*The request*. Copy out the records precisely, omitting pictures.

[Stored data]
□ □ □ □
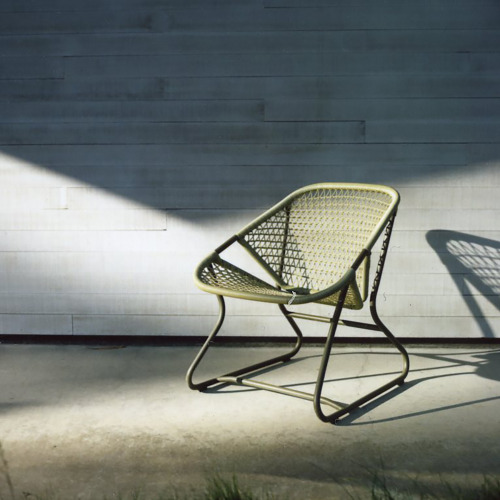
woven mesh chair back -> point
(311, 241)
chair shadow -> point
(471, 261)
(488, 367)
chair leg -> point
(348, 408)
(201, 386)
(334, 417)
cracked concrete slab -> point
(87, 422)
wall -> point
(135, 135)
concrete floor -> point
(87, 422)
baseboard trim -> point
(178, 340)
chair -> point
(315, 245)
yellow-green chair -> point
(315, 246)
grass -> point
(221, 488)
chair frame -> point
(238, 377)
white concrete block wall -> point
(136, 135)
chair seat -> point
(223, 278)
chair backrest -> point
(311, 238)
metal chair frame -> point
(238, 377)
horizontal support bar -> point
(256, 384)
(326, 319)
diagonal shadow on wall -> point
(474, 264)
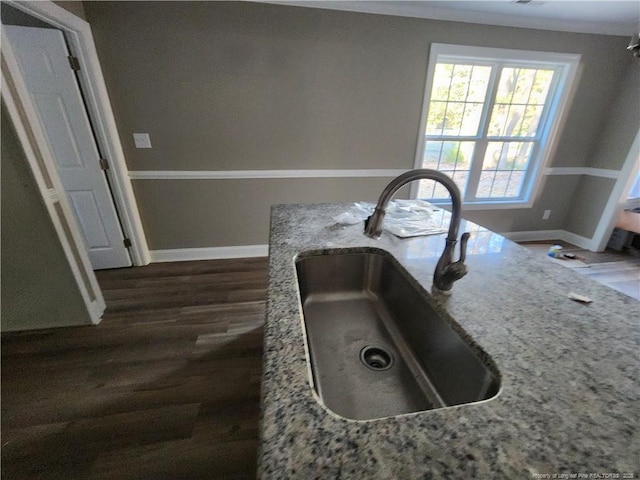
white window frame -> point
(566, 65)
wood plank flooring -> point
(166, 387)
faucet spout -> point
(447, 271)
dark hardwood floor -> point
(166, 387)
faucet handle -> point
(463, 246)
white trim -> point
(36, 149)
(533, 235)
(556, 108)
(592, 172)
(257, 174)
(209, 253)
(578, 240)
(476, 16)
(618, 196)
(78, 33)
(540, 235)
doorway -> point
(22, 113)
(43, 59)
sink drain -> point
(376, 358)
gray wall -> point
(74, 6)
(38, 287)
(241, 86)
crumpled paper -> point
(404, 218)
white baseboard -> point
(533, 235)
(208, 253)
(538, 235)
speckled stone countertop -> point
(569, 400)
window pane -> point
(451, 158)
(441, 81)
(457, 99)
(519, 102)
(504, 169)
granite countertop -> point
(569, 400)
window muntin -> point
(488, 120)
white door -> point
(43, 59)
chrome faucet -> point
(447, 271)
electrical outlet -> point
(142, 140)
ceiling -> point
(607, 17)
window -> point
(489, 121)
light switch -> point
(142, 140)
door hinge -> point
(73, 61)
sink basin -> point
(376, 345)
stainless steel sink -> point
(377, 346)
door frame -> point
(30, 134)
(81, 43)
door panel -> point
(43, 59)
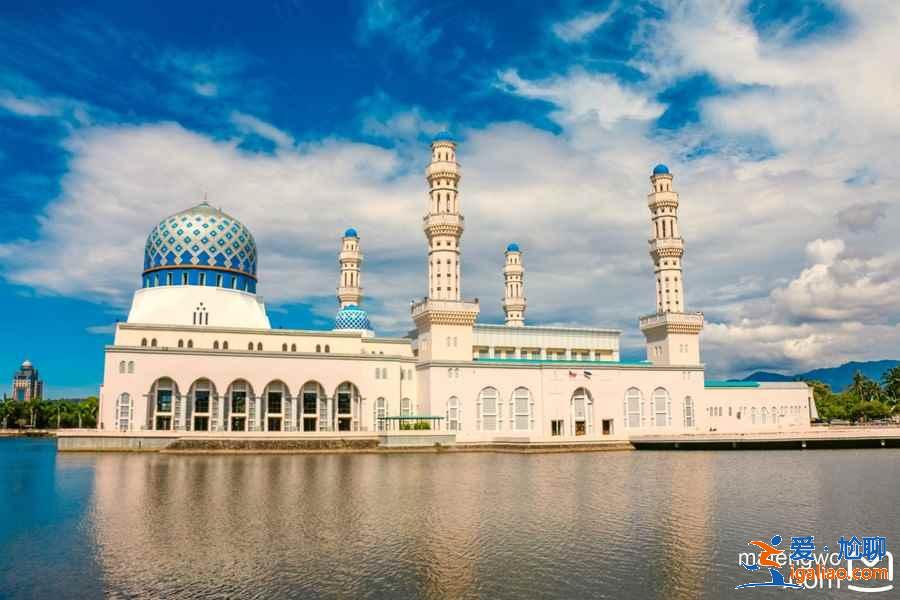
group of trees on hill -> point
(864, 400)
(48, 414)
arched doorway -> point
(237, 405)
(203, 406)
(312, 404)
(582, 412)
(276, 407)
(163, 394)
(346, 407)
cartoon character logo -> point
(768, 550)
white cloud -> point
(250, 124)
(577, 28)
(580, 95)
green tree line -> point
(48, 414)
(865, 399)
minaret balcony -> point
(667, 246)
(452, 222)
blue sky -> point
(779, 120)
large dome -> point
(201, 246)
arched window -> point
(661, 407)
(380, 413)
(202, 405)
(164, 395)
(239, 396)
(313, 401)
(521, 407)
(689, 411)
(123, 412)
(453, 416)
(582, 412)
(488, 409)
(634, 403)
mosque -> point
(198, 355)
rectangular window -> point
(343, 403)
(238, 401)
(309, 403)
(273, 402)
(201, 401)
(164, 401)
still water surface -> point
(594, 525)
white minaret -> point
(443, 223)
(514, 297)
(350, 258)
(443, 319)
(672, 334)
(666, 245)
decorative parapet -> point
(667, 247)
(445, 312)
(673, 322)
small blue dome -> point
(352, 317)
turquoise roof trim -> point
(731, 384)
(568, 361)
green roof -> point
(731, 384)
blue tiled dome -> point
(202, 239)
(352, 317)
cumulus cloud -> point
(580, 95)
(862, 216)
(579, 27)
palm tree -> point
(891, 381)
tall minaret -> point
(443, 223)
(666, 245)
(349, 287)
(443, 319)
(514, 297)
(672, 334)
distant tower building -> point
(350, 258)
(349, 292)
(443, 319)
(27, 384)
(514, 297)
(672, 334)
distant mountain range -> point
(837, 377)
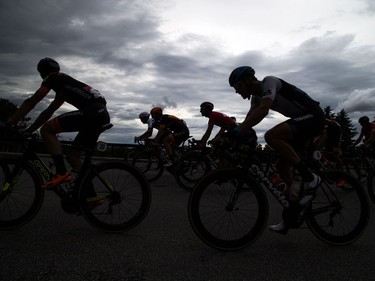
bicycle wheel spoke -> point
(121, 207)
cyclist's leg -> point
(49, 133)
(88, 124)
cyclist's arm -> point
(160, 135)
(28, 105)
(207, 134)
(319, 141)
(257, 114)
(45, 115)
(146, 134)
(358, 140)
(220, 133)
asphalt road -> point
(58, 246)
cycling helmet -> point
(363, 119)
(156, 111)
(47, 65)
(239, 73)
(144, 115)
(207, 106)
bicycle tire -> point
(149, 164)
(191, 167)
(20, 203)
(371, 186)
(338, 215)
(125, 206)
(222, 228)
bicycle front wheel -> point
(191, 167)
(115, 196)
(339, 214)
(228, 210)
(20, 193)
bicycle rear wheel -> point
(149, 164)
(115, 196)
(338, 215)
(20, 197)
(191, 167)
(228, 210)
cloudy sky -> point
(177, 53)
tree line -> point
(7, 109)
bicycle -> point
(228, 208)
(152, 160)
(112, 195)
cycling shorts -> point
(306, 127)
(87, 122)
(181, 136)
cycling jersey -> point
(91, 115)
(287, 99)
(176, 126)
(152, 123)
(72, 91)
(221, 120)
(307, 118)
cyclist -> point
(225, 122)
(367, 132)
(330, 141)
(172, 132)
(306, 120)
(91, 115)
(151, 124)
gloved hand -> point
(236, 132)
(200, 145)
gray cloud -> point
(116, 47)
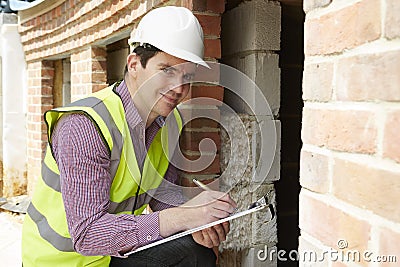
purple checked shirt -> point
(84, 163)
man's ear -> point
(133, 62)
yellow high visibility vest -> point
(45, 237)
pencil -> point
(201, 185)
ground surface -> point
(10, 238)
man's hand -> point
(207, 207)
(213, 236)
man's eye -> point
(168, 71)
(188, 77)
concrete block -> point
(253, 25)
(309, 5)
(263, 69)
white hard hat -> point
(173, 30)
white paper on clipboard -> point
(191, 231)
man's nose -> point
(179, 85)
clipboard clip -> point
(265, 201)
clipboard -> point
(260, 204)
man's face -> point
(163, 84)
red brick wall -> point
(75, 29)
(350, 161)
(40, 99)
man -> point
(105, 160)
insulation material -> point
(237, 163)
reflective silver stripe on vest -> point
(46, 232)
(52, 179)
(127, 204)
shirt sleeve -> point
(84, 163)
(169, 194)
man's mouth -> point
(169, 99)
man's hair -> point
(145, 52)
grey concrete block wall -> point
(262, 68)
(252, 26)
(250, 42)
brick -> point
(215, 6)
(214, 92)
(346, 28)
(191, 141)
(353, 78)
(392, 22)
(99, 77)
(98, 53)
(211, 24)
(330, 224)
(189, 115)
(309, 5)
(314, 171)
(368, 187)
(99, 66)
(391, 144)
(212, 48)
(389, 245)
(317, 81)
(343, 130)
(191, 166)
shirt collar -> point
(132, 114)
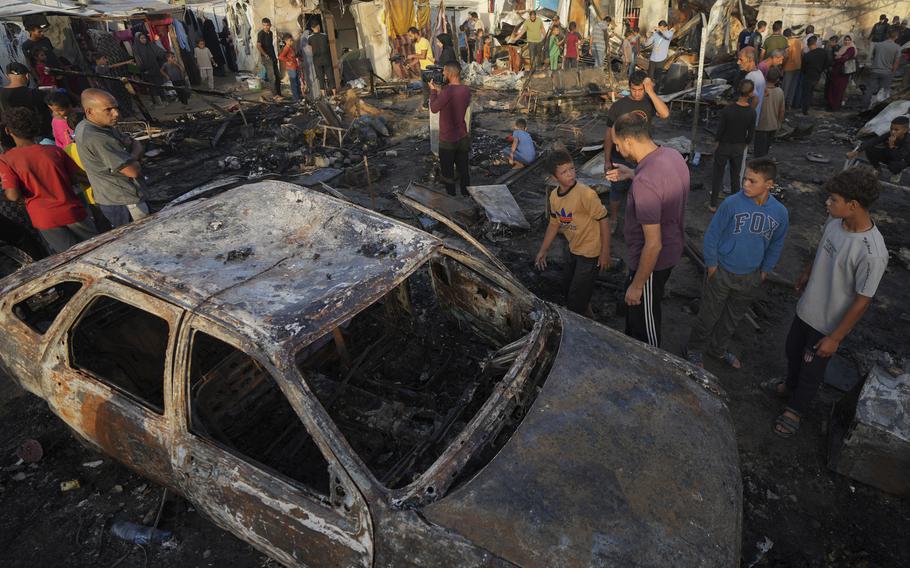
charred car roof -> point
(279, 260)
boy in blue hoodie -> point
(742, 245)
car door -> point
(247, 460)
(109, 367)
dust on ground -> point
(796, 511)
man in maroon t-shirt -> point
(654, 227)
(451, 102)
(42, 176)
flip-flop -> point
(730, 359)
(786, 427)
(771, 387)
(694, 357)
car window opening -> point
(423, 361)
(124, 347)
(235, 402)
(39, 311)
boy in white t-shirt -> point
(837, 290)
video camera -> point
(433, 74)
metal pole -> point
(698, 83)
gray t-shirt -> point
(846, 264)
(759, 81)
(104, 152)
(883, 56)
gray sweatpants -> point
(724, 302)
(59, 239)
□ □ □ □
*Answer in full*.
woven mesh chair back -> point
(311, 241)
chair shadow -> point
(471, 261)
(488, 367)
chair leg -> point
(348, 408)
(201, 386)
(334, 417)
cracked concrete slab -> point
(87, 422)
wall -> point
(135, 135)
concrete floor -> point
(87, 422)
baseboard trim -> point
(178, 340)
chair -> point
(315, 245)
yellow-green chair -> point
(315, 246)
grass -> point
(221, 488)
chair frame -> point
(238, 377)
white concrete block wall -> point
(136, 135)
chair seat -> point
(223, 278)
chair backrest -> point
(311, 238)
metal chair frame -> point
(238, 377)
horizontal support bar -> point
(256, 384)
(326, 319)
diagonal shadow on wall -> point
(474, 264)
white window frame -> point
(566, 65)
wood plank flooring -> point
(166, 387)
faucet spout -> point
(447, 271)
dark hardwood floor -> point
(166, 387)
faucet handle -> point
(463, 246)
white trim -> point
(36, 149)
(533, 235)
(556, 108)
(592, 172)
(257, 174)
(209, 253)
(578, 240)
(476, 16)
(618, 196)
(78, 33)
(540, 235)
doorway -> point
(22, 113)
(43, 59)
sink drain -> point
(376, 358)
gray wall -> point
(74, 6)
(38, 287)
(241, 86)
crumpled paper -> point
(404, 218)
white baseboard -> point
(533, 235)
(208, 253)
(538, 235)
speckled stone countertop -> point
(569, 400)
window pane -> point
(451, 158)
(441, 81)
(457, 99)
(519, 102)
(504, 169)
granite countertop -> point
(569, 400)
window muntin -> point
(488, 120)
white door -> point
(43, 59)
chrome faucet -> point
(447, 271)
electrical outlet -> point
(142, 140)
ceiling -> point
(607, 17)
window -> point
(489, 121)
light switch -> point
(142, 140)
door hinge -> point
(73, 61)
sink basin -> point
(376, 345)
stainless steel sink -> point
(377, 346)
door frame -> point
(30, 134)
(81, 43)
door panel -> point
(43, 59)
group of trees on hill -> point
(864, 400)
(48, 414)
arched doorway -> point
(237, 405)
(203, 406)
(312, 404)
(582, 412)
(276, 407)
(163, 394)
(346, 407)
cartoon character logo -> point
(768, 550)
white cloud -> point
(250, 124)
(577, 28)
(580, 95)
green tree line -> point
(48, 414)
(865, 399)
minaret balcony -> point
(667, 246)
(452, 222)
blue sky -> point
(779, 120)
large dome -> point
(201, 246)
arched window -> point
(661, 407)
(380, 413)
(202, 405)
(164, 395)
(239, 396)
(313, 401)
(521, 407)
(689, 411)
(123, 412)
(453, 416)
(582, 412)
(488, 409)
(634, 403)
mosque -> point
(198, 355)
rectangular window -> point
(343, 403)
(238, 401)
(309, 403)
(273, 402)
(201, 401)
(164, 401)
still water surface -> point
(594, 525)
white minaret -> point
(443, 223)
(514, 297)
(350, 258)
(443, 319)
(672, 334)
(666, 245)
decorative parapet -> point
(667, 247)
(445, 312)
(673, 322)
small blue dome -> point
(352, 317)
turquoise roof trim -> point
(731, 384)
(568, 361)
green roof -> point
(731, 384)
blue tiled dome -> point
(202, 239)
(352, 317)
cumulus cloud -> point
(580, 95)
(862, 216)
(579, 27)
palm tree -> point
(891, 381)
tall minaret -> point
(443, 223)
(666, 245)
(349, 287)
(443, 319)
(514, 297)
(672, 334)
distant tower building -> point
(350, 258)
(349, 292)
(443, 319)
(27, 384)
(514, 297)
(672, 334)
distant mountain range -> point
(837, 377)
bicycle wheel spoke -> point
(121, 207)
cyclist's leg -> point
(49, 133)
(88, 124)
cyclist's arm -> point
(160, 135)
(28, 105)
(207, 134)
(319, 141)
(257, 114)
(45, 115)
(146, 134)
(358, 140)
(220, 133)
asphalt road -> point
(58, 246)
cycling helmet -> point
(363, 119)
(156, 111)
(47, 65)
(239, 73)
(144, 115)
(207, 106)
bicycle tire -> point
(149, 164)
(191, 167)
(20, 203)
(371, 186)
(338, 215)
(125, 206)
(222, 228)
bicycle front wheel -> point
(191, 167)
(115, 196)
(339, 214)
(228, 210)
(20, 193)
bicycle rear wheel -> point
(149, 164)
(115, 196)
(338, 215)
(20, 197)
(191, 167)
(228, 210)
cloudy sky -> point
(177, 53)
tree line -> point
(7, 109)
bicycle -> point
(228, 208)
(152, 160)
(112, 195)
cycling shorts -> point
(306, 127)
(87, 122)
(181, 136)
cycling jersey -> point
(91, 115)
(287, 99)
(176, 126)
(152, 123)
(72, 91)
(221, 120)
(307, 118)
cyclist -> point
(225, 122)
(367, 132)
(330, 141)
(172, 132)
(306, 120)
(91, 115)
(151, 124)
gloved hand -> point
(236, 132)
(200, 145)
gray cloud -> point
(116, 47)
purple checked shirt -> point
(84, 163)
man's ear -> point
(133, 62)
yellow high visibility vest -> point
(45, 237)
pencil -> point
(201, 185)
ground surface -> point
(10, 238)
man's hand -> point
(207, 207)
(213, 236)
man's eye -> point
(168, 71)
(188, 77)
concrete block -> point
(253, 25)
(309, 5)
(263, 69)
white hard hat -> point
(173, 30)
white paper on clipboard -> point
(191, 231)
man's nose -> point
(179, 85)
clipboard clip -> point
(265, 201)
clipboard -> point
(260, 204)
man's face -> point
(163, 84)
red brick wall -> point
(75, 29)
(350, 161)
(40, 99)
man -> point
(105, 160)
insulation material -> point
(237, 163)
reflective silver stripe on vest -> point
(46, 232)
(52, 179)
(127, 204)
shirt sleeve -> point
(84, 163)
(169, 194)
man's mouth -> point
(169, 99)
man's hair -> point
(145, 52)
grey concrete block wall -> point
(262, 68)
(252, 26)
(250, 42)
brick -> point
(215, 6)
(214, 92)
(346, 28)
(191, 141)
(353, 78)
(392, 22)
(99, 77)
(98, 53)
(211, 24)
(330, 224)
(189, 115)
(309, 5)
(314, 171)
(368, 187)
(99, 66)
(391, 144)
(212, 48)
(389, 245)
(317, 81)
(343, 130)
(191, 166)
shirt collar -> point
(132, 114)
charred car roof -> point
(279, 260)
boy in blue hoodie -> point
(742, 245)
car door -> point
(247, 460)
(109, 367)
dust on ground -> point
(796, 511)
man in maroon t-shirt -> point
(654, 227)
(451, 102)
(42, 176)
flip-flop -> point
(730, 359)
(786, 427)
(771, 387)
(694, 357)
car window opening -> point
(423, 361)
(124, 347)
(235, 402)
(39, 311)
boy in white t-shirt -> point
(837, 290)
video camera -> point
(433, 74)
metal pole -> point
(698, 83)
gray t-shirt -> point
(846, 264)
(759, 81)
(104, 152)
(883, 56)
gray sweatpants -> point
(724, 302)
(59, 239)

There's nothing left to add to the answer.